======== Dataset

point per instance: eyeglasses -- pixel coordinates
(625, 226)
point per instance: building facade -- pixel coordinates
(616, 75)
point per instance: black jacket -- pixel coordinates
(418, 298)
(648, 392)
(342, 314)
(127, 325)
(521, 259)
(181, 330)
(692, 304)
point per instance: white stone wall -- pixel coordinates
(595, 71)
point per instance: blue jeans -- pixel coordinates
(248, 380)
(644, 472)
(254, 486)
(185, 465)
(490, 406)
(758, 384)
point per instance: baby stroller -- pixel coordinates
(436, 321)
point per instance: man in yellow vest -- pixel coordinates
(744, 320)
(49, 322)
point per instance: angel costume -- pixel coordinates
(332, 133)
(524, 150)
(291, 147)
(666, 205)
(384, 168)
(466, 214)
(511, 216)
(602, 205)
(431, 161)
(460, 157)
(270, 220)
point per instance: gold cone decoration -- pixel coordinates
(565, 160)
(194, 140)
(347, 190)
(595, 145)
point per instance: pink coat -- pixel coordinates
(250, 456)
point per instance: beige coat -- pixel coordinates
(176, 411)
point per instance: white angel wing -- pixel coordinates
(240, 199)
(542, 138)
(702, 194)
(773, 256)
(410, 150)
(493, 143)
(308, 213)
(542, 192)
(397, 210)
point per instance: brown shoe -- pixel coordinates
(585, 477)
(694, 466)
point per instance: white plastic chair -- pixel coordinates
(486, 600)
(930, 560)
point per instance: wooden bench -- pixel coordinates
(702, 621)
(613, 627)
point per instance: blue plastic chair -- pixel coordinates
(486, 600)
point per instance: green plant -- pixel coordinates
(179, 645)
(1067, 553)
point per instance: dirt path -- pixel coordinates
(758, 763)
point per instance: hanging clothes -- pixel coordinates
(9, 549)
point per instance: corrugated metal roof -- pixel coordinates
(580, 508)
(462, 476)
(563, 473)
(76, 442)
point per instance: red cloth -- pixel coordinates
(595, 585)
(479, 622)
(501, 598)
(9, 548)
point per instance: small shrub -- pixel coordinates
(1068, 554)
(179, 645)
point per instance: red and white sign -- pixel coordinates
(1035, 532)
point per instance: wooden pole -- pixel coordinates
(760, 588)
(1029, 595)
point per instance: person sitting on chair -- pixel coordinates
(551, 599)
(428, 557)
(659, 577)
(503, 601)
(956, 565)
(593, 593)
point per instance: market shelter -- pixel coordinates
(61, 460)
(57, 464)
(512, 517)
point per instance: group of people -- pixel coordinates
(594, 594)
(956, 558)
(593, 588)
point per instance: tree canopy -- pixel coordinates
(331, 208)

================

The task
What is wanted is every line above, written out exactly.

Written solution
point per instance: eyeglasses -- pixel coordinates
(625, 226)
point per instance: building facade -- pixel coordinates
(616, 75)
point per instance: black jacket -- pixel coordinates
(418, 298)
(648, 392)
(342, 314)
(127, 325)
(521, 259)
(181, 330)
(692, 304)
point per instance: white stone wall -- pixel coordinates
(595, 71)
point per instance: blue jeans -- pixel coordinates
(248, 380)
(644, 472)
(254, 486)
(185, 465)
(490, 406)
(758, 384)
point per instance: baby stroller -- pixel coordinates
(436, 321)
point per instance: man in yellow vest -- pixel coordinates
(744, 320)
(49, 322)
point per instance: angel costume -- pixel coordinates
(332, 133)
(524, 150)
(291, 147)
(666, 205)
(384, 168)
(466, 214)
(511, 216)
(602, 205)
(431, 161)
(460, 157)
(270, 220)
point per instance: gold cone decoration -- pixel coordinates
(565, 160)
(194, 140)
(347, 190)
(595, 145)
point per instance: pink coat -- pixel coordinates
(250, 456)
point per instance: beige coat -- pixel coordinates
(176, 411)
point per instance: white angel wing -- pixel coordinates
(240, 199)
(542, 138)
(702, 194)
(773, 256)
(410, 150)
(493, 143)
(308, 213)
(542, 192)
(397, 210)
point per instance: brown shoe -- pixel coordinates
(585, 477)
(694, 466)
point per instance: white plastic chair -- pixel coordinates
(486, 600)
(930, 560)
point per instance: wooden bench -- pixel coordinates
(702, 621)
(613, 627)
point per instance: blue plastic chair -- pixel coordinates
(486, 600)
point per instance: green plant -- pixel coordinates
(179, 645)
(1067, 553)
point per instance: dirt path -- pixel coordinates
(758, 763)
point per instance: hanging clothes -- pixel coordinates
(9, 549)
point per instance: corrugated metal roof -- pixel coordinates
(580, 508)
(462, 476)
(563, 473)
(76, 442)
point per instance: red cloth -- pixel coordinates
(595, 585)
(479, 622)
(501, 598)
(9, 548)
point per instance: small shrub -- pixel coordinates
(1068, 554)
(179, 645)
point per instance: red and white sign -- pixel coordinates
(1035, 532)
point per instance: wooden pole -- pixel coordinates
(760, 588)
(1029, 595)
point per instance: person sitting on chair -- pixel coordinates
(551, 599)
(428, 557)
(659, 577)
(503, 601)
(956, 565)
(593, 593)
point per instance: market shelter -- pixel coordinates
(61, 460)
(57, 464)
(512, 517)
point per instance: group of people -- pixel coordinates
(594, 594)
(956, 558)
(593, 588)
point per instance: tree canopy -- pixel coordinates
(331, 208)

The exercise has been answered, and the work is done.